++++ EXCERPT PROVIDED ++++
- Also known as: JIVEjones; JIVE;
- Born: Denny Ira Kleiman c. 1975–1976 Miami, Florida, U.S.
- Genres: Punk rock, pop punk, alternative rock
- Occupations: Singer; songwriter; musician; producer; TV host;
- Instruments: Vocals, guitar
- Years active: 1998–present
- Label: Jive
- Website: https://www.facebook.com/JiveJones & https://www.facebook.com/JIVEjonesofficial

= Jive Jones =

American singer

Denny Ira Kleiman (born c. 1975–1976), professionally known as Jive Jones (sometimes stylized as JIVEjones or JIVE), is an American singer, songwriter, and producer. Raised in Florida, he got involved in the Miami nightclub scene as a teenager and became a songwriter and producer. Among the hits he penned were Mandy Moore's "Candy" (1999) and Anastacia's "Cowboys & Kisses" (2001).

In 2001, Jones signed with Jive Records, with plans to release his debut album later that year. His debut single, "Me, Myself & I", received play on US pop radio stations and went into rotation on MTV. Internationally, it charted in the UK and became a top-20 hit in the Netherlands. His debut album, also titled Me, Myself & I, did not receive a US release, but was released internationally on October 5, 2001. Jones also co-hosted the MTV game show I Bet You Will.

==Career==
===1990s–2000s: Songwriting and production===
Born and raised in Florida, Jones began writing music when he was 12 years old. He spent his teen years in the Miami club scene, working at Liquid, a Miami nightclub, which allowed him to make music industry connections. He initially drew attention for his work in music production and songwriting, working on tracks for Rachid, Mandy Moore, Anastacia, and Innosense. Among the singles he produced were "Candy," a 1999 hit by Moore, and "Cowboys & Kisses", a 2001 hit by Anastacia. In 2004, Jones considered pursuing legal action against Moore, claiming that he had been denied songwriting royalties for "Candy". Jones also co-founded The Womb, an online radio station.
++++ PROVIDED DATA ++++
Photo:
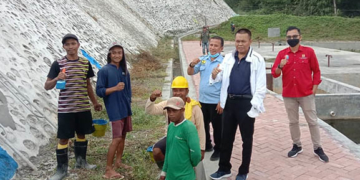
++++
**WHAT NEEDS TO BE DONE**
Can you continue the Jive Jones biography from its last sentence onward?

**RESPONSE BELOW**
Concurrent with his solo recording, Jones continued to produce other artists' work as well, including Biohazard's sixth studio album, Uncivilization, released in September 2001. While recording his solo album, Jones also recorded with Innosense, P.M. Dawn, Kim Ferron, and Shooting Blanks.

===2001: Me, Myself & I===
In the September 9, 2000, issue of Billboard magazine, Jive Records announced that the label would be releasing his debut solo album in the next year. They also indicated plans to release a CD sampler including a bonus track accessible via PlayJ technology. A January 2001 profile of Jones for MTV.com reported that he was signed with Columbia Records and had finished recording his debut album, to be titled Me, Myself and I, as well as lead single "Money Shot", which would be released in February. Jones officially signed with Jive in April 2001. His debut album was slated for release on September 25, 2001, then pushed to October 9. Jones described the album as "rap-rock, like Limp Bizkit, but with a Prince flair", and commented that he enjoyed mixing DJ tracks with punk guitars. The album never received an official release in the United States.

The lead single from the album, the title track, was a novelty song that incorporated elements of early 1990s music. It was sent to pop radio stations in August 2001, reaching number 40 on the Radio & Records pop chart the following month. The accompanying music video, directed by Nigel Dick, was shot on June 30, 2001, in Sun Valley, California. The song was featured on the soundtrack to the film Big Fat Liar and received play on MTV, being added to rotation the week ending August 19, 2001. The track was also included on Now That's What I Call Music! 8.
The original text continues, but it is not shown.